#### Supplied data ####

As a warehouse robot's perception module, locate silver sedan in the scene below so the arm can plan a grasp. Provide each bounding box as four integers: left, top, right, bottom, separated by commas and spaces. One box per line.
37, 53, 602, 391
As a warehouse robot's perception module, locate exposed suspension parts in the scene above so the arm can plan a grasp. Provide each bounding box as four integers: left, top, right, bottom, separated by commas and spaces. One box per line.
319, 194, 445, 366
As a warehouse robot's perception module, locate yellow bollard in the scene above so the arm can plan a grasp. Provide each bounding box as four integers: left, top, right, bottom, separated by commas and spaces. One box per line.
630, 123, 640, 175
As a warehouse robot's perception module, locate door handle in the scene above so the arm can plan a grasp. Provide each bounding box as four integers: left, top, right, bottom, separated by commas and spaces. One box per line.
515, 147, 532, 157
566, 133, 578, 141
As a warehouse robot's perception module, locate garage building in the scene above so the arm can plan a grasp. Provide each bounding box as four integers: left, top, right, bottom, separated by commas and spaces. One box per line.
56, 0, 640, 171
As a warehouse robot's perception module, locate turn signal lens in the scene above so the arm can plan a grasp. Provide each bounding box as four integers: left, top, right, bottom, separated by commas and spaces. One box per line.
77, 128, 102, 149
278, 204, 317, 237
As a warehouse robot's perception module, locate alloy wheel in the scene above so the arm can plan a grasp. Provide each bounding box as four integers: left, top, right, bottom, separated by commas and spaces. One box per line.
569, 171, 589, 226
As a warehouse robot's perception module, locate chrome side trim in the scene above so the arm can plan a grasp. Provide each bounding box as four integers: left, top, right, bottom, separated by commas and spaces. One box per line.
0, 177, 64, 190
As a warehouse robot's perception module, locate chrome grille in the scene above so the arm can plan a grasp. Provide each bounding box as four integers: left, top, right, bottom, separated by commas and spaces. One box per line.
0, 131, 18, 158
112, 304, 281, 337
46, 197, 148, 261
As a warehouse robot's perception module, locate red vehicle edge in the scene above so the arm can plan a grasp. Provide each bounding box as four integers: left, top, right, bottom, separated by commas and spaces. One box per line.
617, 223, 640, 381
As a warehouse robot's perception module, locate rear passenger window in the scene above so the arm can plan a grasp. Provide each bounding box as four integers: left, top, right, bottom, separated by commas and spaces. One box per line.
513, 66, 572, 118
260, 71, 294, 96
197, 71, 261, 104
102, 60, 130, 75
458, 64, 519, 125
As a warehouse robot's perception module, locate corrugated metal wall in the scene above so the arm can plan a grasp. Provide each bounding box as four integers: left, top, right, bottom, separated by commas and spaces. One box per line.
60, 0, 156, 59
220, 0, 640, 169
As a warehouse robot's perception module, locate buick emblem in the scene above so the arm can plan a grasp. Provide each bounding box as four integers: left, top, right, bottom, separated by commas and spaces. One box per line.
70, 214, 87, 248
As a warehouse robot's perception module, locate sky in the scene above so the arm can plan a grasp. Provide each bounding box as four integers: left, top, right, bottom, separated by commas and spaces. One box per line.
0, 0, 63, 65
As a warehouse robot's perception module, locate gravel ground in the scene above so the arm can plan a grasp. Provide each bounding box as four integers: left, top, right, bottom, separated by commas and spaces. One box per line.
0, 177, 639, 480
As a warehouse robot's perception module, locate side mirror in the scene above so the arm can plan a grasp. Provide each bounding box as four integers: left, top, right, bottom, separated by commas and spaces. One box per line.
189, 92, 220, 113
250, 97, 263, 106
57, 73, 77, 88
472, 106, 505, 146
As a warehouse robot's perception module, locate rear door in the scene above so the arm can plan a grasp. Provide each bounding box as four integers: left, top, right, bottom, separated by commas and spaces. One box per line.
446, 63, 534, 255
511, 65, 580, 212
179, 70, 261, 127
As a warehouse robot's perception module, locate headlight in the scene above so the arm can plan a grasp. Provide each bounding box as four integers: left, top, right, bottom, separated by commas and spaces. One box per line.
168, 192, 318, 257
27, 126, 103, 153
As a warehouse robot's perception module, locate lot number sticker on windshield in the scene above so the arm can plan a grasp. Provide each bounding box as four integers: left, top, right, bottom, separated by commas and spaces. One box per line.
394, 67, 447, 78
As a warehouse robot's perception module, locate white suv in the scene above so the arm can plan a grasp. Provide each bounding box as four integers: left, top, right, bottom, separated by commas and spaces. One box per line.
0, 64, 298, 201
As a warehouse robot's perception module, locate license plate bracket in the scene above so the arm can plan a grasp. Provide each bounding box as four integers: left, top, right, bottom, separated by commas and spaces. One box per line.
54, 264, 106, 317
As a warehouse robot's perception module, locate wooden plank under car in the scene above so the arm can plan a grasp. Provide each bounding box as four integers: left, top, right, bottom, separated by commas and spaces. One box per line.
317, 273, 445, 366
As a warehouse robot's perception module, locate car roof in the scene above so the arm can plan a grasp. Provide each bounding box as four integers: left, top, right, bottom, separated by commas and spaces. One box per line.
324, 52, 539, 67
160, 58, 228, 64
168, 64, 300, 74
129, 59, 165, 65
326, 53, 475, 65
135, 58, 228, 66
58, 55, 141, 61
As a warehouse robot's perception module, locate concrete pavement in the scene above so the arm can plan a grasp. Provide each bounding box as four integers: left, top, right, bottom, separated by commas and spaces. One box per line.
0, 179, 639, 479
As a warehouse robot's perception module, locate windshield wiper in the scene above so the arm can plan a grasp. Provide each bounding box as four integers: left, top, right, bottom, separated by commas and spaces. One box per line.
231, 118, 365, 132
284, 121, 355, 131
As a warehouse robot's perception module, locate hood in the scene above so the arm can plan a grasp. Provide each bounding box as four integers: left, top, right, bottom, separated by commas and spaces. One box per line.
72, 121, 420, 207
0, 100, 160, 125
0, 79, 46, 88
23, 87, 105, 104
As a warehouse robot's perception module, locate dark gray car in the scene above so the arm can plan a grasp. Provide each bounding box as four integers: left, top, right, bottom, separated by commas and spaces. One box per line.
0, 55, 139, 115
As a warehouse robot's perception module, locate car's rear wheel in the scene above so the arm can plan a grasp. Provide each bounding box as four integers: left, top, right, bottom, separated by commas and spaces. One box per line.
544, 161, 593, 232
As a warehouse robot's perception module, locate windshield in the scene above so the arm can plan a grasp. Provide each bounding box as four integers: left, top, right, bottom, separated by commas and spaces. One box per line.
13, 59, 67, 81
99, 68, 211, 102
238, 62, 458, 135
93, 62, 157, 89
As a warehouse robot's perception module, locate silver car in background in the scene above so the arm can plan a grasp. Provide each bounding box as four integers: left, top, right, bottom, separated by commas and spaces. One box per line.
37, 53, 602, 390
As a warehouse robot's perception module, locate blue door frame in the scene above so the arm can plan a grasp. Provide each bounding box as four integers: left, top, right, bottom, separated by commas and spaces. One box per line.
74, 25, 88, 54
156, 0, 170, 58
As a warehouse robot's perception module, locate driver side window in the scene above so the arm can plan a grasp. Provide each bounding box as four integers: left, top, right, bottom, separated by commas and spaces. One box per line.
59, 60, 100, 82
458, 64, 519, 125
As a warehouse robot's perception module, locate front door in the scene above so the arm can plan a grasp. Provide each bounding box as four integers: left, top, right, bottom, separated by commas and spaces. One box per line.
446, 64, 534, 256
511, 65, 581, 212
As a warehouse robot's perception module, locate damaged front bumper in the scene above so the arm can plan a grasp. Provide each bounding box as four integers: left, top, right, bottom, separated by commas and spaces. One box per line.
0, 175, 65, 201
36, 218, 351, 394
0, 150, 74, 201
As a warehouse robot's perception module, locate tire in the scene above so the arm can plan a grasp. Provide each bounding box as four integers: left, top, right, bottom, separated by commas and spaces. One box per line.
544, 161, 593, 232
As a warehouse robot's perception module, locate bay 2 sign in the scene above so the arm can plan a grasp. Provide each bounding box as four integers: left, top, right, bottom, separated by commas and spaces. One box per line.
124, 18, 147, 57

####

▶ [Directions for this task] Word for word, restate all of the data shown above.

▶ [Response]
As a warehouse robot's perception module, locate silver sedan in the scene below so the arm can plan a grasp. Provide each bounding box as four integers: left, top, right, bottom, separated by commas and spaces. One box per line.
37, 53, 602, 391
As a warehouse robot's perception module, locate exposed suspension parts in the scene above so the arm can plan a grasp. Provide each bounding box as four integers: left, top, right, bottom, separated by commas and spaces. One box per line.
319, 194, 445, 366
As a warehouse robot's perception module, locate yellow bollard in the scene above so the arm can plan a grasp. Provide each bounding box as four integers: left, top, right, bottom, separated by commas and spaces. One box per line.
630, 123, 640, 175
As a warehouse robot's perception module, locate door handle in the scene above so the arm can plan a grasp. Provide each bounding box as four integers: left, top, right, bottom, separated by commas and spaces. One box per line.
515, 147, 532, 157
566, 133, 578, 141
As a warehouse robot's perception module, locate garage building in the scene above so the arm can plan a grasp. Provide each bounding box as four integers: left, top, right, bottom, separated by commas and spaces. One box per line.
56, 0, 640, 171
As a warehouse robot's perception module, locate turn signal lens in the scene above so the arm can plan a grasp. Provide each bounding box as four integers: left, top, right, bottom, separated by commas and spaces. One box per line.
77, 128, 102, 149
278, 204, 317, 237
As a warehouse robot's perception module, locate alloy wheel in the scene above so the arm can plan a grasp. Provide each bounding box as four integers: left, top, right, bottom, separated by commas and spaces. One box per line.
569, 171, 589, 226
As a warehouse robot's perception module, locate chrome side trim in the scene above so the arm can plan a grasp. Provide each bounding box as four integers: left, top, right, bottom, separated by commas and spaces. One box per line.
0, 177, 64, 190
As a warehouse robot's perception module, locate chrome grille in the scene above so the arm can plan a grasp. Provide each bounding box as four integers: left, top, right, bottom, separated by commas and spaces. One box per line.
0, 131, 18, 158
112, 304, 281, 337
46, 197, 148, 261
As a warehouse robot's perception module, locate red vehicle edge in the scene above so the arm can plan a grasp. Provide each bounding box as four integers: left, top, right, bottom, separated by commas and spaces. One box per line.
617, 223, 640, 381
As a warehouse robot's perception module, locate rear passenger window in the scene above so the arm can plan a grasp. Provide each bounding box as four integers: left, top, right, bottom, separated by commas and spaces. One box per line.
513, 66, 572, 118
260, 71, 294, 96
197, 71, 261, 104
102, 60, 130, 75
458, 64, 519, 125
As a warehouse robot's perception module, locate corrugated metal wall in the scene above so the arm can plan a grasp. Provide each bounding box as four integers: left, top, right, bottom, separated by commas and spaces. One box per line.
60, 0, 156, 59
220, 0, 640, 169
As a warehouse robot's perception module, locate buick emblem in the scene above so the arm can plan a grasp. Provide each bounding box as four integers: left, top, right, bottom, separated by commas and spaces. One box per line.
70, 214, 87, 248
As a warehouse robot's perception module, locate sky in the scene above so the arm can plan a grasp. Provide each bounding box as four integers: left, top, right, bottom, separated by commas and spaces. One box per line.
0, 0, 63, 65
As a warehouse robot's perception module, locate gravel ground in the scene above so the arm can plan a grasp. Provide each bounding box as four integers: left, top, right, bottom, separated by commas and spaces. One box per line.
0, 177, 639, 480
As a warehouse robot's perception module, locate side mirror in the scene above so the arm can plan a grasp. Provide each bounding box as four integers: left, top, right, bottom, separated by commas and spaces. One box per line.
189, 92, 220, 113
250, 97, 263, 106
57, 73, 77, 88
472, 106, 505, 146
As a warehouse robot's perception module, locate rear door in the scene above so the arm can plan a grasp. Provide each bounding box as four integers: left, top, right, bottom, separated by commas and spaces. One box per line.
446, 63, 534, 255
511, 65, 580, 212
179, 70, 261, 127
As a warehouse robot's perception module, locate headlight in the scene above so the arm can plan a grasp. Provide each bounding box as four integers: left, top, right, bottom, separated by commas and spaces. One box per line.
168, 192, 318, 257
27, 126, 103, 153
As a warehouse robot's perception module, locate lot number sticker on windshield in the scene above so the arm can plan a grasp. Provide each bounding box as four integers: left, top, right, bottom, separated by commas and spaces. One box per line.
394, 67, 447, 78
As a warehouse robot's perception module, locate white suv in the scene above so the arm can plan a grasp. Provide each bounding box as four integers: left, top, right, bottom, separated by commas and spaces. One box per line.
0, 64, 298, 201
As a warehouse robot's perception module, locate license plate bracket in the scene above so the arm can plan a grasp. Provide each bounding box as four integers: left, top, right, bottom, separated by commas and spaces. One box per line.
54, 264, 106, 317
As a warehouse robot's perception module, locate wooden plank under car in the scene above so the arm can plan a grasp. Provide each bounding box as four integers: left, top, right, bottom, separated by commas and spaces. One box per line.
317, 273, 445, 366
As a warehouse robot's perception module, locate car roof in the scene above so the arm can plan a grasp. Provide each bounding box as four integers: left, top, right, bottom, separated by commas and spaces. One box per line.
324, 52, 539, 67
160, 58, 228, 64
168, 64, 300, 74
129, 59, 165, 65
326, 53, 475, 65
135, 58, 228, 66
58, 55, 141, 61
As a warehouse robot's perception module, locate concrete pavement in the scene above so the arm can plan a grasp. Provide each bounding box as four integers: left, top, right, bottom, separated by commas and spaces. One box per line.
0, 179, 639, 479
As a warehouse robot's perception module, locate windshield wiper in the scene above so the arm can plan a grasp. Provide each bounding box as four integers: left, top, right, bottom, separated by commas and spaces. One box per line.
231, 118, 365, 132
284, 121, 355, 131
As a warehouse robot's perception module, locate hood in the scene above so the arm can plan a grasp. Provide each bounding box as four integers: left, top, right, bottom, separated by commas and spaces. One box per line.
72, 121, 420, 207
0, 100, 160, 125
0, 79, 46, 88
23, 87, 105, 104
As a warehouse robot's perception module, locate dark gray car in the scene above so the arm can plan a grasp. Provide each bounding box as four integers: left, top, right, bottom, separated by commas and spaces. One box per line.
0, 55, 139, 115
As a warehouse robot's perception module, locate car's rear wheel in the scene above so the arm can plan a grasp. Provide each bounding box as four integers: left, top, right, bottom, separated by commas and spaces. One box per line.
544, 161, 593, 232
As a warehouse robot's perception module, locate windshield in the scene above so the arm can plan a grasp. Provide each bounding box as four integers: left, top, right, bottom, separated by commas and spaces. One box per line.
13, 59, 67, 81
99, 68, 211, 102
238, 62, 458, 135
93, 62, 157, 89
As a warehouse robot's perception module, locate silver car in background in the scene above so the arm can plan a grasp. Provide each bounding box as four integers: left, top, right, bottom, separated by commas and spaces. One box per line.
37, 53, 602, 390
As a warehouse robot's perception module, locate blue door frame in the scene above so the arm can plan a grasp. Provide each bounding box as four integers: left, top, right, bottom, separated by commas and spaces. One box per line.
74, 25, 88, 54
156, 0, 170, 58
As a warehouse robot's perception module, locate driver side window in the scene above so the arm can plan a grasp. Provide each bounding box as four integers: left, top, right, bottom, separated by commas and spaces. One box per line.
59, 60, 100, 82
458, 64, 519, 125
As a warehouse robot's perception module, locate front door in the scene above so the arm can plan a grasp. Provide each bounding box as four integers: left, top, right, bottom, separated by commas and spaces. One box per line.
446, 64, 534, 256
511, 65, 581, 212
As a warehouse robot's perception module, locate damaged front bumper in the scene above so the arm can plan a grasp. Provide each bounding box as four integers: left, top, right, bottom, separated by commas and spaces. One box per line.
0, 175, 65, 201
36, 218, 351, 394
0, 150, 74, 201
As a warehouse robot's perception module, locate tire in the scene above so the arm can plan a grasp. Provide each bounding box as four integers: left, top, right, bottom, separated by commas and spaces. One box per line.
544, 161, 593, 232
As a warehouse robot's perception module, locate bay 2 sign in the scene above so the arm can plan a grasp. Provide each bounding box as four integers: left, top, right, bottom, separated by commas and spaces. One box per line.
124, 18, 147, 57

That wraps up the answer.